» Document extract:
※

Using this data, we can create SRL systems that predict English PropBank labels for many different languages. See a demo screencast of this SRL for English, French and German here.

Format

Data

The universal propbank (UP) for each language consists of three files (training, dev, and test data) with the extension .conllup.

The conllup format adds user defined columns to the original 10 columns from the CoNLL-U format (from UD). Our data consists of four columns: the original ID columns, plus three additional columns UP:PRED, UP:ARGHEADS, and UP:ARGSPANS.

  • ID (column 1) is the token id consistent with corresponding UD sentence.
  • UP:PRED (column 11) contains predicate sense label for this predicate. This sense provides roleset specific meanings for each of its arguments, as defined in EN propbank.
  • UP:ARGHEADS (column 12) contains the argument heads for arguments of this predicate. Each argument is in the format label:token_id. The arguments are separated by pipe | charactor.
  • UP:ARGSPANS (column 13) contains the argument spans for arguments of this predicate. Each argument is in the format label:start_token_id-end_token_id. The arguments are separated by pipe | charactor.

Repository

A UP release contains treebanks of the corresponding UD release. Since UP is automatically generated silver data we also release hand annotated EN SRL labels for a subset of the lanaguges to facilitate the research community to perform fair evaluation of their multilingual and cross-lingual SRL systems. To differentiate Gold from UP data we use the following conventions:

  • UP_<language>-<corpus>
  • GOLD_<language>-<corpus>

In addition, each language has a folder with verb overview files (produced from the frame files) in HTML format. These files can be viewed in a browser and give an overview of all English frames that each target language verb can evoke.

※

» Objective 1:
Answer these from the Universal PropBank description, one line each:
(a) What file extension do the training, dev, and test files use?
(b) What character separates the arguments in the UP:ARGHEADS column?
(c) In what format are the verb overview files?
» Objective 2: List every column that the Universal PropBank description says the data contains, with its column number.
» Objective 3: Turn the paragraph in the Universal PropBank description that begins "A UP release contains" into a short bulleted list that keeps its main facts.

※

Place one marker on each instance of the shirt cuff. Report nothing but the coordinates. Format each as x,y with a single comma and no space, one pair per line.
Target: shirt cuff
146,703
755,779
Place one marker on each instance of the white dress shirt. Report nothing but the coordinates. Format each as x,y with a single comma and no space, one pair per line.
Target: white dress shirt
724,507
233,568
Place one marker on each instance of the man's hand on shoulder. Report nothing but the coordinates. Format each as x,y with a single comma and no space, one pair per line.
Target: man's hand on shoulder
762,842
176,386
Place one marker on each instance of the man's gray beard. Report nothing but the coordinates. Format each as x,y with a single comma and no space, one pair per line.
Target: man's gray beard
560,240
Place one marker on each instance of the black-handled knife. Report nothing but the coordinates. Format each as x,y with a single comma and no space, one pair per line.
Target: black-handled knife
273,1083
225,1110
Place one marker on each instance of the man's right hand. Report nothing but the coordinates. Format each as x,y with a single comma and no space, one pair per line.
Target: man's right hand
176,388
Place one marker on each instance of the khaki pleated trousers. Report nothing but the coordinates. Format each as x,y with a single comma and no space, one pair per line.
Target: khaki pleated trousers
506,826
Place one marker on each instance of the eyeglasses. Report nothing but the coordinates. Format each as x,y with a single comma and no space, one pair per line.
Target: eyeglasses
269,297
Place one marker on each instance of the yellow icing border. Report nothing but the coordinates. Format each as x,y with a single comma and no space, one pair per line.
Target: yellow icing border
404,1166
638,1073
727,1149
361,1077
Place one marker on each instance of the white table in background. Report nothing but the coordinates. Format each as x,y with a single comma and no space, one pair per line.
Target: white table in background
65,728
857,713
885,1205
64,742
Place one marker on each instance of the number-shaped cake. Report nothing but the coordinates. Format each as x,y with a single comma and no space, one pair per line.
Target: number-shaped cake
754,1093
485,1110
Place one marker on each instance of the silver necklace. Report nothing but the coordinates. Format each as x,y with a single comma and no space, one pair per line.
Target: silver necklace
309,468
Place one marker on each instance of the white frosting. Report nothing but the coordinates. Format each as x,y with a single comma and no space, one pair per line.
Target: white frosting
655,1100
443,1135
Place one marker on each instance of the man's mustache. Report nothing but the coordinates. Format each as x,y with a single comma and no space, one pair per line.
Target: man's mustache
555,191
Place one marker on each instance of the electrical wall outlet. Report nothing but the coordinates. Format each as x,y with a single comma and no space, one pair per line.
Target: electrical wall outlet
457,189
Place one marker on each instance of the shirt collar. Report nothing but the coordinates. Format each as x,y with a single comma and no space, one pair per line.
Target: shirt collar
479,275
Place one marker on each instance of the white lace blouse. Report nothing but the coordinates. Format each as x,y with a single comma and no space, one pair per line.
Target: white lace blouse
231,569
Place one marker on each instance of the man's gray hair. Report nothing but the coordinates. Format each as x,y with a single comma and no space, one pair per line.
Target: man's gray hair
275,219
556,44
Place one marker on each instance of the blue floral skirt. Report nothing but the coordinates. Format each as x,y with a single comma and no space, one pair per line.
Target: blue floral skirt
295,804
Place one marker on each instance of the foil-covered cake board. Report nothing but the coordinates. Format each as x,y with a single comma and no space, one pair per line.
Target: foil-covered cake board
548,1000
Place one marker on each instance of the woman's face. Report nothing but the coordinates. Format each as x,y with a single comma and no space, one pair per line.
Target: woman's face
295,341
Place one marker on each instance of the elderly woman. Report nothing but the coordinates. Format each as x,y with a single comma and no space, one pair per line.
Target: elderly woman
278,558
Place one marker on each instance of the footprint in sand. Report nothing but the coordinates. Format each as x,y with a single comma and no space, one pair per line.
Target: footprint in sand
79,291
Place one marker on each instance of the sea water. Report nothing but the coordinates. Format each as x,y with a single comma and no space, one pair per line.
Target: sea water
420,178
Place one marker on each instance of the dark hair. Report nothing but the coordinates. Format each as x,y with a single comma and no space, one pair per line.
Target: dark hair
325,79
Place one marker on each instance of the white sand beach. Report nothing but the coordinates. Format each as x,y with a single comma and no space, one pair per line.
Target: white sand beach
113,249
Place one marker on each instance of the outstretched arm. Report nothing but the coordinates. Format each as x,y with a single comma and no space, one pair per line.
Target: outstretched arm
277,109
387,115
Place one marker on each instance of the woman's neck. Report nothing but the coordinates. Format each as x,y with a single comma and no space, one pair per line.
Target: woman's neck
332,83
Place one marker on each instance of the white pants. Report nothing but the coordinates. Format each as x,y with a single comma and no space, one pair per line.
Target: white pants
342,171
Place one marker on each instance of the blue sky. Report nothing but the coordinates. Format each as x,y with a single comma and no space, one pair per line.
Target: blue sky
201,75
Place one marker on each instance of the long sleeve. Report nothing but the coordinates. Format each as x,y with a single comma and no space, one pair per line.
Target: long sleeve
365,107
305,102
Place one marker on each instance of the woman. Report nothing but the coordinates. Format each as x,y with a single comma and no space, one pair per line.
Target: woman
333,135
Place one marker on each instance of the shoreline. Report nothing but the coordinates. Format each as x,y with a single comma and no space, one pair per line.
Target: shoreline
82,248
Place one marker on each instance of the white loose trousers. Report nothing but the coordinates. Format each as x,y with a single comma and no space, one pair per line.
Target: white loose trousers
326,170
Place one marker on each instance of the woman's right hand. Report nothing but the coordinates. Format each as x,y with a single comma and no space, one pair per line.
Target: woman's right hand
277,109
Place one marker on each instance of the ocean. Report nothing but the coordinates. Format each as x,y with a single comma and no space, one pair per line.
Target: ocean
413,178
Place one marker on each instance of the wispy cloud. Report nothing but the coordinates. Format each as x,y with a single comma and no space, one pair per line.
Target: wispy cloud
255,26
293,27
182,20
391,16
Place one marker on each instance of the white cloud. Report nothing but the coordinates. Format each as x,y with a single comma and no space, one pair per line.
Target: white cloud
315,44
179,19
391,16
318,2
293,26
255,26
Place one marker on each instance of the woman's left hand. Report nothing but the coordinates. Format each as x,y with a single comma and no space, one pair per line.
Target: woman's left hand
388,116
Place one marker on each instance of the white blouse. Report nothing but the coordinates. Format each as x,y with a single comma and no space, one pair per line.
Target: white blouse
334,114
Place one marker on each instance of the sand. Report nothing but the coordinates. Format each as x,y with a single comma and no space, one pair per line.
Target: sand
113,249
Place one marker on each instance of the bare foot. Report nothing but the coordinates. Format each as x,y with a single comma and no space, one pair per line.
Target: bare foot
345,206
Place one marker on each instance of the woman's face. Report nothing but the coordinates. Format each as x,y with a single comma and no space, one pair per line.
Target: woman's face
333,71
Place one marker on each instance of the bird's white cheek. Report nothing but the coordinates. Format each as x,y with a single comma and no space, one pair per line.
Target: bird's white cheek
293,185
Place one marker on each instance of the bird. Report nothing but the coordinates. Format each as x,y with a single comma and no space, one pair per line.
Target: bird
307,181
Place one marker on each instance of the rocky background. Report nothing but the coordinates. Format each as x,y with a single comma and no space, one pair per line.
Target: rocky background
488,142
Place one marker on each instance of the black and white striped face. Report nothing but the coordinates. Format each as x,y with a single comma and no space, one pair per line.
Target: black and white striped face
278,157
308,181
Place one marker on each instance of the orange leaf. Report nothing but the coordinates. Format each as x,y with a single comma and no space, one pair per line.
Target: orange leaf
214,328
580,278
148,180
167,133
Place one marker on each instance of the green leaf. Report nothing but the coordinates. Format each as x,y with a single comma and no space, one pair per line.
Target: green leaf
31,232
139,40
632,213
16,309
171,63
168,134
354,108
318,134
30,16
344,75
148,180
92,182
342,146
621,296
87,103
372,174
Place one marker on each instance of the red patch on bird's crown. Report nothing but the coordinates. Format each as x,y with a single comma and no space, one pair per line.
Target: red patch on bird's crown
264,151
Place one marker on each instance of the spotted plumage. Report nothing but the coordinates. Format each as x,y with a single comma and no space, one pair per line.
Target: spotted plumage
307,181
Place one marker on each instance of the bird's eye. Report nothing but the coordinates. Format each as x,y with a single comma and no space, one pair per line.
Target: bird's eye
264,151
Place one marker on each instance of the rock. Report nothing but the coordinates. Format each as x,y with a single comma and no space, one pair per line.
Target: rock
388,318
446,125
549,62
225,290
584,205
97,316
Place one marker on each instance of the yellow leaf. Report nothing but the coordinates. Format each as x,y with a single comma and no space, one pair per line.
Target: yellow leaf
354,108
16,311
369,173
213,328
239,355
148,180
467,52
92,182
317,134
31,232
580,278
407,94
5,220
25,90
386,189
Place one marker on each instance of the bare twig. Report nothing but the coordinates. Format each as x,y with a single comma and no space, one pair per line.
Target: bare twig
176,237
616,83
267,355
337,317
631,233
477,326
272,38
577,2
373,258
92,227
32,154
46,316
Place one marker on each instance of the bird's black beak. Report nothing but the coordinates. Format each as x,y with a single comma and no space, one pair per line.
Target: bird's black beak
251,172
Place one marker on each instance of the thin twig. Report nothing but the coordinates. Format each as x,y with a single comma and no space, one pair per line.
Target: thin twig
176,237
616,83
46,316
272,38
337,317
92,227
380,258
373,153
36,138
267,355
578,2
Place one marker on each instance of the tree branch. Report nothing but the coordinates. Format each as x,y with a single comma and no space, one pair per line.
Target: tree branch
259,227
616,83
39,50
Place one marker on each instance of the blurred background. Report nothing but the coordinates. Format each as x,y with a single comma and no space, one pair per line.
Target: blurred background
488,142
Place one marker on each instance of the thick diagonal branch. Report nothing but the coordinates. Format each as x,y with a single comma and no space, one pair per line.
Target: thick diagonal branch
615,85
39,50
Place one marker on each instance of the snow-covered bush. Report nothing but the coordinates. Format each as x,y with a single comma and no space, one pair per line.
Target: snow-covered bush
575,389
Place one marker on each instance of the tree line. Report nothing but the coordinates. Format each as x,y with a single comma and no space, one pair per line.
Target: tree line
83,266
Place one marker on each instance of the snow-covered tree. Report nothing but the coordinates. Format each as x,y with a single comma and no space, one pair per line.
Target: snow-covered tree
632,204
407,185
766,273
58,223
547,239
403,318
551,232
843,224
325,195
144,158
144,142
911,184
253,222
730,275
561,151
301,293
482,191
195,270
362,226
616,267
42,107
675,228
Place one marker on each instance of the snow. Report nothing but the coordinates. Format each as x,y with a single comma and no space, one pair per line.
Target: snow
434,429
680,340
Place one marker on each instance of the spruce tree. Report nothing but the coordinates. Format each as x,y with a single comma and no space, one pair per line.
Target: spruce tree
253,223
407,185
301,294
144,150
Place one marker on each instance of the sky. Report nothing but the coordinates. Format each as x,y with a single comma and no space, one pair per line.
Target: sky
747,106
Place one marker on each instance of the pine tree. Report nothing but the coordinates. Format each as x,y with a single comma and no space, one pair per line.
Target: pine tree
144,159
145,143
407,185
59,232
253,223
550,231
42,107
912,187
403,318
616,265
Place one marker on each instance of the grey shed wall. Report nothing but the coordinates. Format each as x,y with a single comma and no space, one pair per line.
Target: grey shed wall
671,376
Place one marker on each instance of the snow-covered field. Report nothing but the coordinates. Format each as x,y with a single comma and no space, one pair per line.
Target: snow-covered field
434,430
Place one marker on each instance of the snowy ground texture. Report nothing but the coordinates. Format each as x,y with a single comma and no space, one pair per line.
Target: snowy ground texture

※

» Written reply 1:
(a) .conllup
(b) The pipe character (|)
(c) HTML

» Written reply 2:
- ID (column 1)
- UP:PRED (column 11)
- UP:ARGHEADS (column 12)
- UP:ARGSPANS (column 13)

» Written reply 3:
- Each UP release contains the treebanks of the matching UD release.
- UP data is automatically generated silver data.
- Hand-annotated EN SRL labels are also released for some of the languages.
- These gold labels allow fair evaluation of multilingual and cross-lingual SRL systems.
- Naming conventions tell the two apart: UP_<language>-<corpus> and GOLD_<language>-<corpus>.